==== SOURCE TEXT ====

At this time it appears that the investment objective of capital growth will
not be attained and that investors will not receive a return of all their
invested capital.  The extent to which invested capital is returned to
investors is dependent upon the performance of Registrant's remaining
properties and the markets in which such properties are located and on the
sales price of the remaining properties.  In this regard, some or all of the
remaining properties have been held longer than originally expected.  The
ability to hold and operate these properties is dependent on Registrant's
ability to obtain financing, refinancing or debt modification as required.

Real Estate Market

The national real estate market suffered from the effects of the real estate
recession including, but not limited to, a downward trend in market values of
existing properties.  In addition, the bailout of the savings and loan
associations and sales of foreclosed properties by auction reduced market
values and caused a further restriction on the ability to obtain credit. 
These factors caused a decline in market property values and served to reduce
market rental rates and/or sales prices.  Management believes, however, that
the emergence of new institutional purchasers, including real estate
investment trusts and insurance companies, relatively low interest rates and
the improved economy, have created a more favorable market for Registrant's
properties.


                                   9 of 14


           CENTURY PROPERTIES FUND XIV - FORM 10-Q - JUNE 30, 1995
                                  

Item 2.  Management's Discussion and Analysis of
         Financial Condition and Results of Operations.


Six Months Ended June 30, 1995 vs. June 30, 1994 

Operating results improved by $520,000 for the six months ended June 30, 1995,
as compared to 1994, due to an increase in revenues of $884,000, which was
partially offset by an increase in expenses of $364,000.

==== SUPPLIED ENTRIES ====

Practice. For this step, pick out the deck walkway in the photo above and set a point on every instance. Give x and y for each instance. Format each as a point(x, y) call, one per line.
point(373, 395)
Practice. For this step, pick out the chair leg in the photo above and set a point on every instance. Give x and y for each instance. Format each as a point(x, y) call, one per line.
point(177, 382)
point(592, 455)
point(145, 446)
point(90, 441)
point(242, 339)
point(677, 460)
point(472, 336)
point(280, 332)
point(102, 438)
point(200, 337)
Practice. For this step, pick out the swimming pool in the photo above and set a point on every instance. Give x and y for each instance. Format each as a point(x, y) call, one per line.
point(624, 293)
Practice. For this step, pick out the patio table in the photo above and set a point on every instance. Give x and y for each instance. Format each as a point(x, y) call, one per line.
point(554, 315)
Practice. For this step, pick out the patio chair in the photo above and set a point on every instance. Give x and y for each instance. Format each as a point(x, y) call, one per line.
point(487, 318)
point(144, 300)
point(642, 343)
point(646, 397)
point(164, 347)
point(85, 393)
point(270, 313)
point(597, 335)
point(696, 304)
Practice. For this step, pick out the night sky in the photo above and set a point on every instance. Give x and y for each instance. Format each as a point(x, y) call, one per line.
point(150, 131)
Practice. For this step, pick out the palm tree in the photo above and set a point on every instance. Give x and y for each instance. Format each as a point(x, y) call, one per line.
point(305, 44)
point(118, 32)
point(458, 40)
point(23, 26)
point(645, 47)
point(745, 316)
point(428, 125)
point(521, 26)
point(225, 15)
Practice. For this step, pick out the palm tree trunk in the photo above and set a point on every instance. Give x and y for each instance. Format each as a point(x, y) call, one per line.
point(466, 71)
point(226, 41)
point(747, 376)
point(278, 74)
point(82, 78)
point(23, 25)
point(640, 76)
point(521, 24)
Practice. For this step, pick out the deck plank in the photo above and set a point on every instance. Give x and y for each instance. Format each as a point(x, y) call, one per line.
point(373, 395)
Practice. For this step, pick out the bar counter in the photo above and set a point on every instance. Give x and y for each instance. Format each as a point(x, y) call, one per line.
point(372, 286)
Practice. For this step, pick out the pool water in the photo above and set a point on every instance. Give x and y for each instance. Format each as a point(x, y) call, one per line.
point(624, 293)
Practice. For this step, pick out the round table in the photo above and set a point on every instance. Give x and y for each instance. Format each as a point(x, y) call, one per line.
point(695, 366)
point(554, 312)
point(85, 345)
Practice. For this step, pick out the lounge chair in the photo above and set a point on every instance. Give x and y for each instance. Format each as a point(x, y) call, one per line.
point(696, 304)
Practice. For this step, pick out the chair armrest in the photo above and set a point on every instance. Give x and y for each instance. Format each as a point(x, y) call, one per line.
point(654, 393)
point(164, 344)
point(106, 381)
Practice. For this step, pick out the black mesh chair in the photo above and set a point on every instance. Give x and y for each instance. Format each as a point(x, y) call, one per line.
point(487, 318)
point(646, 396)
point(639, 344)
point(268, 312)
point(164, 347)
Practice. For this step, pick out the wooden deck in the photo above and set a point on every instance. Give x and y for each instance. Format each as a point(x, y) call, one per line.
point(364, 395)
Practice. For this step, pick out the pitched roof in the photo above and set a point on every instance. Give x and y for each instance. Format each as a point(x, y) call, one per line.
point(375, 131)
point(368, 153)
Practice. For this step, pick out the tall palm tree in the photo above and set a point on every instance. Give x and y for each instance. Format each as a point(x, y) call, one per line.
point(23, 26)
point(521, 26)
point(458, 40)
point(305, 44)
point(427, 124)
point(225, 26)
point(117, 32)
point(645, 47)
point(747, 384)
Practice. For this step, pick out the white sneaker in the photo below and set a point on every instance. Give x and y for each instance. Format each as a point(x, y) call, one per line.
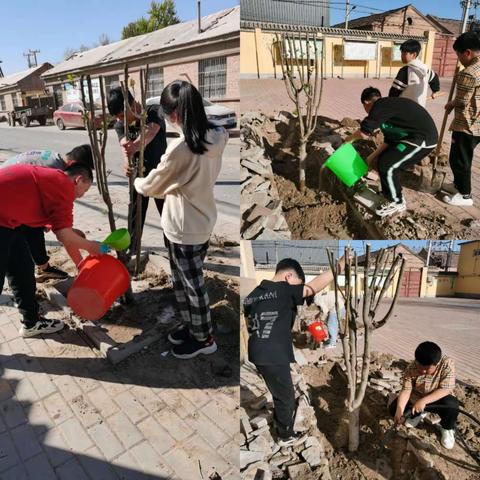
point(458, 200)
point(450, 188)
point(415, 421)
point(389, 208)
point(448, 438)
point(43, 326)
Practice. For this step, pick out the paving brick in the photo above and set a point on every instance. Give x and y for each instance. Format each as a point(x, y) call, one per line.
point(177, 401)
point(217, 412)
point(56, 447)
point(157, 436)
point(19, 346)
point(103, 402)
point(149, 460)
point(204, 427)
point(127, 468)
point(12, 413)
point(173, 424)
point(75, 435)
point(67, 385)
point(43, 384)
point(38, 418)
point(209, 457)
point(85, 411)
point(96, 466)
point(131, 406)
point(24, 391)
point(105, 440)
point(8, 331)
point(147, 398)
point(16, 473)
point(38, 467)
point(5, 390)
point(71, 470)
point(8, 455)
point(124, 429)
point(26, 441)
point(57, 408)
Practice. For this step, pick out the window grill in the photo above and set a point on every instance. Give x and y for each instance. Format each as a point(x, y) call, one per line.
point(155, 82)
point(213, 77)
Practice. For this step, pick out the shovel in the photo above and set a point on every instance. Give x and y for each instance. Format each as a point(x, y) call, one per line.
point(434, 184)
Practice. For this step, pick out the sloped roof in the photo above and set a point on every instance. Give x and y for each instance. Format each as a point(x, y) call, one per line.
point(448, 25)
point(215, 25)
point(378, 17)
point(14, 78)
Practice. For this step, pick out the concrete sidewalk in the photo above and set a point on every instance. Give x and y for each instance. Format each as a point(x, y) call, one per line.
point(66, 414)
point(341, 98)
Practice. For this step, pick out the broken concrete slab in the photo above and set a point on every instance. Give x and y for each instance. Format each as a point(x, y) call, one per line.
point(247, 457)
point(312, 455)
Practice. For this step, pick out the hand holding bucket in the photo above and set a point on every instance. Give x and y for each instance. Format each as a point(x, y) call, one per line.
point(347, 164)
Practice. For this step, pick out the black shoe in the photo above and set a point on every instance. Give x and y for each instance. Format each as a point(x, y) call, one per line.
point(50, 273)
point(179, 336)
point(292, 441)
point(192, 347)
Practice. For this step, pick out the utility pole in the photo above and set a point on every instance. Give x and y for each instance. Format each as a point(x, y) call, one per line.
point(466, 7)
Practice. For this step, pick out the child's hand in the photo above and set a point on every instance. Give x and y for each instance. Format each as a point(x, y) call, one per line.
point(419, 406)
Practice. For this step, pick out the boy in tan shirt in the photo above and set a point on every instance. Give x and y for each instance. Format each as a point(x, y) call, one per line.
point(429, 382)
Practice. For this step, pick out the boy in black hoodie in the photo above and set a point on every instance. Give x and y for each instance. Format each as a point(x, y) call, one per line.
point(270, 310)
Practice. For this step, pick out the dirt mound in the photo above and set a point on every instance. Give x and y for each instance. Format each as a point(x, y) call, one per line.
point(415, 453)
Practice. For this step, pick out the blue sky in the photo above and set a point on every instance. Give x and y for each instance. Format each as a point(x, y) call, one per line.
point(53, 25)
point(443, 8)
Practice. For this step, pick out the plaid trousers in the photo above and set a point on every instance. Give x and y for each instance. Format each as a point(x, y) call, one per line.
point(186, 263)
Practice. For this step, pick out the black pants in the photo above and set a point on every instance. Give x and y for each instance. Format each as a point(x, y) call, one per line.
point(391, 161)
point(279, 382)
point(461, 156)
point(448, 416)
point(16, 264)
point(35, 237)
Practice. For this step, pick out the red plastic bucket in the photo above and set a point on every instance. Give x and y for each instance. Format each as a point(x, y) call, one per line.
point(100, 281)
point(318, 332)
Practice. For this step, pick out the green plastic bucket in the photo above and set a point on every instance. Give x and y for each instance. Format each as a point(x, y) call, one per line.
point(347, 164)
point(118, 240)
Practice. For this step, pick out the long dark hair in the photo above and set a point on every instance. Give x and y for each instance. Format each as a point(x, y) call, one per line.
point(182, 97)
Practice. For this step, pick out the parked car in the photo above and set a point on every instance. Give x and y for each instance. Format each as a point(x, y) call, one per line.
point(219, 115)
point(71, 115)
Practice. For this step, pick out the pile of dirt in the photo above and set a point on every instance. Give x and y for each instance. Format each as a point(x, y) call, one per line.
point(409, 453)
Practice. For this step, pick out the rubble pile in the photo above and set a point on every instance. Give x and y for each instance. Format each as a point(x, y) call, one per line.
point(261, 206)
point(261, 458)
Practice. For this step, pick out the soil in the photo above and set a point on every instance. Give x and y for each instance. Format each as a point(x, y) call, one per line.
point(328, 388)
point(153, 295)
point(322, 211)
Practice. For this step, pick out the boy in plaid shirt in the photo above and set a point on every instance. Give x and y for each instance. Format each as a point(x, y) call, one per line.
point(429, 381)
point(466, 123)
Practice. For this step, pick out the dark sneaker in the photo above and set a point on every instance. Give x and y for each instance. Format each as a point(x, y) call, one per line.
point(50, 273)
point(42, 327)
point(192, 347)
point(292, 441)
point(179, 336)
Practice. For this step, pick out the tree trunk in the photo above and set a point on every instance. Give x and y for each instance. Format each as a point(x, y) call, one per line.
point(302, 157)
point(353, 429)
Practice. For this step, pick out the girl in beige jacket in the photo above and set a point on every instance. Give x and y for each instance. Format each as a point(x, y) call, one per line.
point(185, 178)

====

Please continue the Century Properties Fund XIV quarterly report excerpt, starting right after its last sentence, which ends "partially offset by an increase in expenses of $364,000."

ANSWER TO THIS PROBLEM:
Revenues increased by $884,000 due to increases in rental income of $479,000
and interest and other income of $405,000.  Rental revenues increased due to
an increase in rental rates at Registrant's St. Charleston Village Apartments,
Sun River Apartments, Duck Creek Shopping Center and University Square
Shopping Center properties, which were slightly offset by a decrease in rental
rates at Registrant's Broadway Trade Center property.  In addition, occupancy
increased at Registrant's Broadway Trade Center, Gateway Park and University
Square Shopping Center properties, which were significantly offset by a
decrease in occupancy at Registrant's Wingren Plaza property.  Although
physical occupancy at Registrant's The Oaks Shopping Center property
decreased, Registrant was able to maintain rental revenue for the period due
to the receipt of a payment for the release of the assignor's guarantee from a
vacating tenant.  Occupancy remained relatively constant at Registrant's other
properties. Other income increased due to the net proceeds received from a
right of way settlement involving Registrant's University Square Shopping
Center property and proceeds received for the release of the assignor's
guarantee from a vacating tenant at Registrant's The Oaks Shopping Center
property, which were partially offset by a decrease in interest income due to
a decrease in average working capital reserves available for investment.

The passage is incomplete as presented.